- DATA PROVIDED -

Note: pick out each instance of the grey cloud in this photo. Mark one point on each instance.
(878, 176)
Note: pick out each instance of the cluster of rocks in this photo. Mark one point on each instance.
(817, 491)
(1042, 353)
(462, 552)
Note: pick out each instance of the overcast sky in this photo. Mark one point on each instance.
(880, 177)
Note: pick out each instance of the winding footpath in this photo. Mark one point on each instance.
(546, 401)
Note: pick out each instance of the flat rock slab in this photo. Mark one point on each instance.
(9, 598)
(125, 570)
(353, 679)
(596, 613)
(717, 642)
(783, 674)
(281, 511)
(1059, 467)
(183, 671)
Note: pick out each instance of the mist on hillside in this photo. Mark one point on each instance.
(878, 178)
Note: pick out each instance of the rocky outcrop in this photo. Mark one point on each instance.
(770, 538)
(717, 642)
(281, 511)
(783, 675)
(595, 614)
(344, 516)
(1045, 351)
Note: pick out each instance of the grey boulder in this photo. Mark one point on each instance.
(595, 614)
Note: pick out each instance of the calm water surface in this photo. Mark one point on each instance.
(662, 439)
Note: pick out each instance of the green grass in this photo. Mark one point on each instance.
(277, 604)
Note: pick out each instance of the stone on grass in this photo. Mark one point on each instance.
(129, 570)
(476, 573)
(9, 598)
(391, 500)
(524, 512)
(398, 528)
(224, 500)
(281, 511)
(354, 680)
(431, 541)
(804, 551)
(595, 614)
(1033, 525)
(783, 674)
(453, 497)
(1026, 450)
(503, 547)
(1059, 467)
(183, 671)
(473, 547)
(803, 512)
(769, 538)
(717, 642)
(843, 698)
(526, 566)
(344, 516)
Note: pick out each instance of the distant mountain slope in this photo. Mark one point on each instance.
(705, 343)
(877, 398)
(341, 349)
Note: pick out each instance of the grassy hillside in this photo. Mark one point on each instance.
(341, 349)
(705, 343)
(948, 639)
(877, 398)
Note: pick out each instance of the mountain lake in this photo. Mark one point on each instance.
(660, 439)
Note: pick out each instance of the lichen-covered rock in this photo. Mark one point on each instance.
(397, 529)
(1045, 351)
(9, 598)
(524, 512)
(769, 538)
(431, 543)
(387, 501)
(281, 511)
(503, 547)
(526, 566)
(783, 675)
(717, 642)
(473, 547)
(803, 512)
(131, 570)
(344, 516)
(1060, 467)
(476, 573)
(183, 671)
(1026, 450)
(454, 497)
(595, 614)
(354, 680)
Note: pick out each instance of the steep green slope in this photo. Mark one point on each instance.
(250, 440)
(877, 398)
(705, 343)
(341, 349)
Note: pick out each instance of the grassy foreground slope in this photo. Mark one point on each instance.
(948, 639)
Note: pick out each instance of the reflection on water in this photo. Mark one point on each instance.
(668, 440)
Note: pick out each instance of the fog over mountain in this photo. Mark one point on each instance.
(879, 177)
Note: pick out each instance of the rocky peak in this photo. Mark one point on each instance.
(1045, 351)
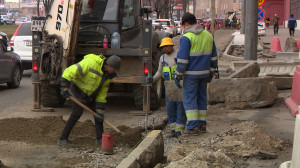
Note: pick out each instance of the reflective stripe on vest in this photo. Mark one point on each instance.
(167, 72)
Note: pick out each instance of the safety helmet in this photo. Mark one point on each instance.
(166, 42)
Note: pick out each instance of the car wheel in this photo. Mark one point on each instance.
(16, 78)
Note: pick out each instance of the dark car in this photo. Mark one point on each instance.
(10, 64)
(200, 21)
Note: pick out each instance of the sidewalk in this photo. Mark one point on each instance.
(283, 34)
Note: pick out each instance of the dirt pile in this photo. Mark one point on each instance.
(248, 140)
(229, 149)
(130, 138)
(46, 131)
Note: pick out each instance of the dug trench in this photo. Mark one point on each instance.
(22, 139)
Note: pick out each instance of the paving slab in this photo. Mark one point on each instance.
(147, 154)
(271, 68)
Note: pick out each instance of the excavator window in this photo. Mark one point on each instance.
(100, 10)
(128, 14)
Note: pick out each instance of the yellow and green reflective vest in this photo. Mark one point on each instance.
(168, 71)
(87, 76)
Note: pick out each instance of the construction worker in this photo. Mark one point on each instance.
(88, 81)
(167, 66)
(196, 62)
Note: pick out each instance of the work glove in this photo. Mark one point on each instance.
(64, 92)
(177, 79)
(100, 112)
(211, 76)
(149, 79)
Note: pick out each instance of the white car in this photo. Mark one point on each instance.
(22, 20)
(21, 41)
(179, 27)
(5, 19)
(261, 29)
(168, 25)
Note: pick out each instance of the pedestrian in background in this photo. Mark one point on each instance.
(166, 69)
(231, 23)
(267, 22)
(275, 21)
(292, 23)
(238, 24)
(196, 59)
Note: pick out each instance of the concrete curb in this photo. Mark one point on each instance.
(227, 57)
(149, 152)
(295, 162)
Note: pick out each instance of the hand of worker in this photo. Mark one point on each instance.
(177, 82)
(64, 92)
(149, 79)
(100, 112)
(211, 76)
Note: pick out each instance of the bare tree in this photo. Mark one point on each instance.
(161, 7)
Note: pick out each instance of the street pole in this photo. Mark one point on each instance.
(19, 8)
(213, 14)
(243, 17)
(251, 31)
(194, 7)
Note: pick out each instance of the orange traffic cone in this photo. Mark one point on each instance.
(216, 26)
(298, 44)
(275, 45)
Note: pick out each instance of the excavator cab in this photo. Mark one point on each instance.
(75, 28)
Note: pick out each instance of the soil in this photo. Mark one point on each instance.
(46, 130)
(36, 137)
(232, 148)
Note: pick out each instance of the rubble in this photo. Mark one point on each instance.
(254, 92)
(241, 142)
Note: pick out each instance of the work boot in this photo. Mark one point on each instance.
(194, 131)
(202, 128)
(170, 134)
(177, 134)
(99, 142)
(64, 142)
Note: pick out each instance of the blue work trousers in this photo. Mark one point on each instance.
(195, 101)
(176, 115)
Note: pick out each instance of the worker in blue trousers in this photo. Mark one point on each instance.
(196, 63)
(166, 69)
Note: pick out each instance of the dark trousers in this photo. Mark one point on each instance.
(75, 116)
(276, 28)
(292, 31)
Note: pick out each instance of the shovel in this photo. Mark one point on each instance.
(95, 114)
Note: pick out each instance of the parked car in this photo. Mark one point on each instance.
(22, 19)
(179, 27)
(10, 64)
(200, 21)
(207, 24)
(168, 25)
(5, 19)
(21, 41)
(261, 28)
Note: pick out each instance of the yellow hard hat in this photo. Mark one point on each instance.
(166, 41)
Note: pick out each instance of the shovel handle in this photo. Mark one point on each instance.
(95, 114)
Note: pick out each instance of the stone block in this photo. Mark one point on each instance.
(255, 92)
(147, 154)
(288, 56)
(249, 71)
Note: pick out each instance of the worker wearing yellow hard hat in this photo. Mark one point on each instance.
(167, 66)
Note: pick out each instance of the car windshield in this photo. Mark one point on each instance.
(162, 22)
(21, 19)
(25, 29)
(100, 10)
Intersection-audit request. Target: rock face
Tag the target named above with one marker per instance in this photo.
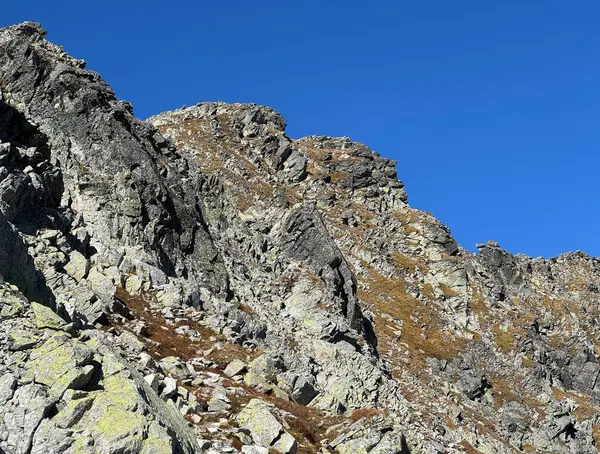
(202, 282)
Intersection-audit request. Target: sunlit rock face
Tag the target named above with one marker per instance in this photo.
(202, 282)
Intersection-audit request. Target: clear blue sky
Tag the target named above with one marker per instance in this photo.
(492, 109)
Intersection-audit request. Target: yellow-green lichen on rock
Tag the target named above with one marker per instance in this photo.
(60, 363)
(46, 317)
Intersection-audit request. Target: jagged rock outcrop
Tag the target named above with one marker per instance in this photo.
(202, 282)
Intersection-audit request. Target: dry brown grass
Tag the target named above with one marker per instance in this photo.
(426, 338)
(585, 410)
(171, 343)
(447, 291)
(468, 447)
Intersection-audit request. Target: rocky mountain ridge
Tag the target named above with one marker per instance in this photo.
(202, 282)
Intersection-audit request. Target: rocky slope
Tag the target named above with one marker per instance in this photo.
(202, 282)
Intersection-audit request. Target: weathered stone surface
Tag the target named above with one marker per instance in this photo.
(265, 429)
(321, 286)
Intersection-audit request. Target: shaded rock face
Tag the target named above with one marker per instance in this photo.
(170, 285)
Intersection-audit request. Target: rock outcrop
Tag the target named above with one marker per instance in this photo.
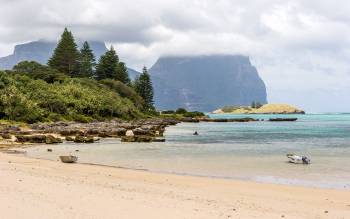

- TASK DESCRIPTION -
Look through the data above and report every line in which "audit" appears.

- REPLY -
Intersection-audit request. Target: rock face
Intersection-audit request. Target: sunlit rock face
Intersection-audit request. Target: clear blue sky
Intersection-audit request. Target: yellow-green lichen on rock
Intersection-audit request. Target: jagged rock outcrop
Intersection-audit request. Target: dry brown grass
Intersection-audit request. Target: rocky mountain ridge
Intersection-audit request. Target: rocky slope
Intersection-audit request. Target: weathered stone surface
Intersection-audit request. Target: shaded rock face
Intersection-audit request. Target: rock outcrop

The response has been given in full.